## [Directions]
Can you arrange all of the material below as a numbered list, with blank lines left out? Leave the pictures out of your answer.

## [Listed records]

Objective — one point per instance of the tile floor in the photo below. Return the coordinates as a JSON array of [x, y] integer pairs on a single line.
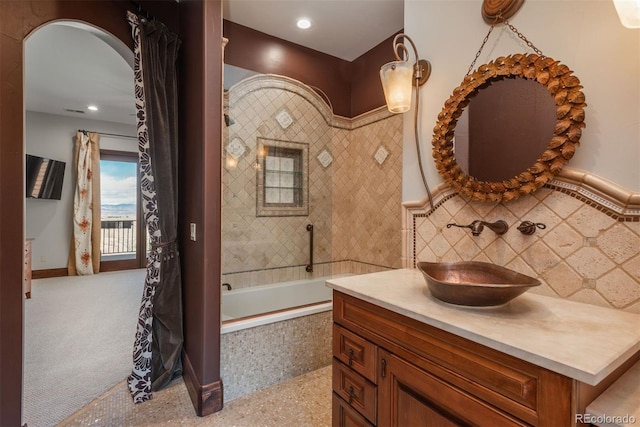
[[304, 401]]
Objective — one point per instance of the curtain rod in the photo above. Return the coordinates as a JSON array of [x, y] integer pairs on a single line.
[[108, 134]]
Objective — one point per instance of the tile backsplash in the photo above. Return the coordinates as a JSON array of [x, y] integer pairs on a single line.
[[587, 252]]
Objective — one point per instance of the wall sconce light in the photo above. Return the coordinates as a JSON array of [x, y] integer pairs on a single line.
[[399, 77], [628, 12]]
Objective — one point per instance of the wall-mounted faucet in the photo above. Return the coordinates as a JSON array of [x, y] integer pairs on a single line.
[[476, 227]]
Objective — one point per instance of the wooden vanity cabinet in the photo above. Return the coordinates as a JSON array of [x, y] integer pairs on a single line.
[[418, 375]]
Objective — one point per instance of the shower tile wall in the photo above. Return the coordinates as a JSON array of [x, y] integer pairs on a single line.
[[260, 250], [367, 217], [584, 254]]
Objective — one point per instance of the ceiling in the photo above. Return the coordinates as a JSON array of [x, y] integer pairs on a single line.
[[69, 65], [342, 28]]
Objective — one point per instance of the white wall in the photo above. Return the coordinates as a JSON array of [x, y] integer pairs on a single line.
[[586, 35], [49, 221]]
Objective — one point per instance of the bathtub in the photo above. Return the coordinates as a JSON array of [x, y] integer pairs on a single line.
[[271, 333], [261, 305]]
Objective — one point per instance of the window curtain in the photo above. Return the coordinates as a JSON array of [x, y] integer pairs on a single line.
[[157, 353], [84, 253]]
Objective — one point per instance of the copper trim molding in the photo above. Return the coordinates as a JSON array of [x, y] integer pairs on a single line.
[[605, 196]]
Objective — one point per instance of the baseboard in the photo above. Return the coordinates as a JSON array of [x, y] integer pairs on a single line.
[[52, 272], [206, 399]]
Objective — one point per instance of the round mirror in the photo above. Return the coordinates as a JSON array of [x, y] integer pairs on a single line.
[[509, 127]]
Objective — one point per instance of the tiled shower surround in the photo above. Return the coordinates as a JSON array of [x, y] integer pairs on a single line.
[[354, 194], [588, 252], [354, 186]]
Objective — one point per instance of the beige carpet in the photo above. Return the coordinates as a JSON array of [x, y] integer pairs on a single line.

## [Exercise output]
1. Objective — one point per instance of the tile floor in the photo below. Return the coordinates as a JSON array of [x, y] integer pairs on a single line.
2. [[304, 401]]
3. Objective — one point per instance of the curtain rod in the photo above. Return the coordinates as a JSON array of [x, y] integer pairs on a single line.
4. [[108, 134]]
5. Objective — one point per instance of the tile backsplash in the photo above. Return the coordinates as a JSON array of [x, y] integer pairs on a single line.
6. [[587, 252]]
7. Objective — one point per instance of the wall sconce light in the photo above. Return the coordinates as a JSON array of [x, y] integer pairs on a single line.
8. [[399, 77], [628, 12]]
9. Objective — one point per instance of the wall-mounted faucet in the photo above. Return the coordinates as a JSON array of [x, y] integer pairs on a single line.
10. [[476, 227]]
11. Objective — one point per instance of the wooden vanity cabinet in the photo above. Return the coordinates as a JSON array of [x, y] integer pairs on a single line.
12. [[418, 375]]
13. Objective — one point per instance of the shower tile wall in the photo above. Return the coordinates as a JSON array of [x, y] integer pairs on a single line.
14. [[260, 250], [367, 217], [584, 254]]
15. Objective — one point per instance of the ceiling in the photo above. Return the coordinates as a JSON array of [x, y] integer pairs on a single line.
16. [[69, 65], [342, 28]]
17. Objective — one point per instance of the white wall in the photo above. Return the coordinates as a JSON array of [x, y] integer pairs on a single line.
18. [[586, 35], [49, 221]]
19. Objective — one point per instance of the bathtub in the photo above. Return the coordinates as a JSON array of [x, y] integer pairs on a single line.
20. [[271, 333], [261, 305]]
21. Objective — one point per instance of the window curtain in the photo above. Return the coordinates as a JSON array of [x, y] integer pairs on a single line.
22. [[157, 353], [84, 253]]
23. Objective — one point per instance of the copper trim molding in the photo above. Return the coordinates as a JSON array of [x, y] integer pairs on a single line.
24. [[605, 196]]
25. Objective — one point per instance of the baseboard in the photo above. Return the coordinates as a JSON array of [x, y] integer pairs on a single line.
26. [[52, 272], [206, 399]]
27. Objective — one point per instance of the round mirror in the photo above. Return the coordinates as a JSON array of [x, y] integer pairs on a single line.
28. [[509, 127]]
29. Objective — one point per instance of the tiled shower surround in the photo above. Return the coordinates as a JSON array of [x, y] integer pairs on a single line.
30. [[354, 194], [588, 252], [354, 186]]
31. Objective — one point per instance of the beige carpet in the photo above. Return the coordinates as a JSON array of [x, y] integer pairs on a single line.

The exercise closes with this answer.